REQUIRED WORK:
**a.** In the Ashok Saxena profile, which organization gave him the Wöhler Medal?
**b.** Please summarize the Ashok Saxena profile in two sentences.
**c.** Repeat the part of the Ashok Saxena profile starting at "Academic work" and ending at "Congress on Fracture.", swapping "materials scientist" for "materials engineer".

- Born: c. 1948
- Known for: Time-dependent fracture mechanics; creep and creep-fatigue crack growth
- Awards: George R. Irwin Medal (ASTM, 1992); ASTM Award of Merit and Fellow (1994); Fellow, ASM International (1996); Wöhler Medal (European Structural Integrity Society, 2010); Fracture Mechanics Medal (ASTM, 2010); Paul C. Paris Gold Medal (International Congress on Fracture, 2017);

Academic background
- Education: Indian Institute of Technology Kanpur (B.Tech) University of Cincinnati (M.S., Ph.D.)

Academic work
- Institutions: Westinghouse Corporate R&D Center University of Arkansas Georgia Institute of Technology WireTough Cylinders, LLC

= Ashok Saxena =

Indian-American materials scientist and academic

Ashok Saxena (born c. 1948) is an Indian-American materials scientist and academic whose research focuses on fracture mechanics, including time-dependent fracture mechanics, creep crack growth, and creep-fatigue interactions in structural materials. He has held faculty and administrative positions at the Georgia Institute of Technology and the University of Arkansas, and has received awards from ASTM International, the European Structural Integrity Society, and the International Congress on Fracture.

RECORD EXTRACTS:
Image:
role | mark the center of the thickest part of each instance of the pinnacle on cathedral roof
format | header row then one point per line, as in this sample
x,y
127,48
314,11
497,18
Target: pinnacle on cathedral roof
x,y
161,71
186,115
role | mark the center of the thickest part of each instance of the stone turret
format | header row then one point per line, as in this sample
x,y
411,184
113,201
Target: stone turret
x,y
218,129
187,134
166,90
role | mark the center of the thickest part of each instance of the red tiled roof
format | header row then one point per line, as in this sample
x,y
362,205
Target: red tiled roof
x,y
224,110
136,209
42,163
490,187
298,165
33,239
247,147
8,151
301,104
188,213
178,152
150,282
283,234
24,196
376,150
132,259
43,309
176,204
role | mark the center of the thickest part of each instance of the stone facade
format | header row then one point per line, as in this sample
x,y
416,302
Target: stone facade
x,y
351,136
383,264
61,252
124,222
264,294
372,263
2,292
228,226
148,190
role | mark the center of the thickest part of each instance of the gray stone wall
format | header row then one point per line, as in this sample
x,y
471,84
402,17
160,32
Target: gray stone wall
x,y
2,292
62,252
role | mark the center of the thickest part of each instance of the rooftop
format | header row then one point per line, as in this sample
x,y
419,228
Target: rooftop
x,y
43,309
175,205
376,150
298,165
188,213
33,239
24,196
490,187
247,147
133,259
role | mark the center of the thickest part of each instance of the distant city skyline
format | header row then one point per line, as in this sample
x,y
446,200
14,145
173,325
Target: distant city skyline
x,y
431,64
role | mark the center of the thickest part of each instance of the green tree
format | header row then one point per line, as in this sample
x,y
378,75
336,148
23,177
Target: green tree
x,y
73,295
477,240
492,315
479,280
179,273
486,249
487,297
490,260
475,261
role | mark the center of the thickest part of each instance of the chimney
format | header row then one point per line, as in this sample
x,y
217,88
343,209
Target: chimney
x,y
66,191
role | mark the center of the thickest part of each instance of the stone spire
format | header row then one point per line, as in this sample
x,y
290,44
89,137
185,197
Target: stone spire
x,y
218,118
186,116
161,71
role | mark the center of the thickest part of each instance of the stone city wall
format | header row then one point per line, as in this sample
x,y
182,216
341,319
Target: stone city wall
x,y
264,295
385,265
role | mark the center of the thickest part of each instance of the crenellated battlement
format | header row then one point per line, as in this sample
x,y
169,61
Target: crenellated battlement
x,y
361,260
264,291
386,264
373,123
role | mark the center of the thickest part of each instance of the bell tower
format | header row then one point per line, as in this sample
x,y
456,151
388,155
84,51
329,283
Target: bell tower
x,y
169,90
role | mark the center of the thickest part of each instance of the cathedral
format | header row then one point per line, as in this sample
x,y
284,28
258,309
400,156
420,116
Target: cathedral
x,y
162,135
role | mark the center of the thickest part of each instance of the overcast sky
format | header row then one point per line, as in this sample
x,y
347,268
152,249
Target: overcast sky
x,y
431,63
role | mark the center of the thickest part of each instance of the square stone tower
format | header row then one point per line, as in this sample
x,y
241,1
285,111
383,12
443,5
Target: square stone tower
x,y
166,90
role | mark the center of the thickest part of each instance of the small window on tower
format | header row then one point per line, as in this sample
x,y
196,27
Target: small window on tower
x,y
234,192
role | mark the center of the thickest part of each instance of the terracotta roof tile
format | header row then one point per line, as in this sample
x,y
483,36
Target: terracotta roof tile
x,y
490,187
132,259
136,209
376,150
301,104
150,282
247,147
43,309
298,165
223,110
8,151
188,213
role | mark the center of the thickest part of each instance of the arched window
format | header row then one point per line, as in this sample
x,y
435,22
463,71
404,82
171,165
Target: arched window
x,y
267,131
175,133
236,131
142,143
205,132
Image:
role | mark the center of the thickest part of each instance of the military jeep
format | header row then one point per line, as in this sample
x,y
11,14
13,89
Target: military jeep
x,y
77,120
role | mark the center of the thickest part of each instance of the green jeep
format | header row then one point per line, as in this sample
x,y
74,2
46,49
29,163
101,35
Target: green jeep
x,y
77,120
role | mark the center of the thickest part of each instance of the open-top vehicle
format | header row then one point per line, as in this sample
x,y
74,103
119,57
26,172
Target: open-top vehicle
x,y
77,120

ANSWERS TO THE EXERCISES:
**a.** The European Structural Integrity Society, in 2010.

**b.** Ashok Saxena, born about 1948, is an Indian-American materials scientist and academic whose research centers on fracture mechanics, including time-dependent fracture mechanics, creep crack growth, and creep-fatigue interactions in structural materials. He has held faculty and administrative positions at the Georgia Institute of Technology and the University of Arkansas and has received awards from ASTM International, the European Structural Integrity Society, and the International Congress on Fracture.

**c.**
Academic work
- Institutions: Westinghouse Corporate R&D Center University of Arkansas Georgia Institute of Technology WireTough Cylinders, LLC

= Ashok Saxena =

Indian-American materials engineer and academic

Ashok Saxena (born c. 1948) is an Indian-American materials engineer and academic whose research focuses on fracture mechanics, including time-dependent fracture mechanics, creep crack growth, and creep-fatigue interactions in structural materials. He has held faculty and administrative positions at the Georgia Institute of Technology and the University of Arkansas, and has received awards from ASTM International, the European Structural Integrity Society, and the International Congress on Fracture.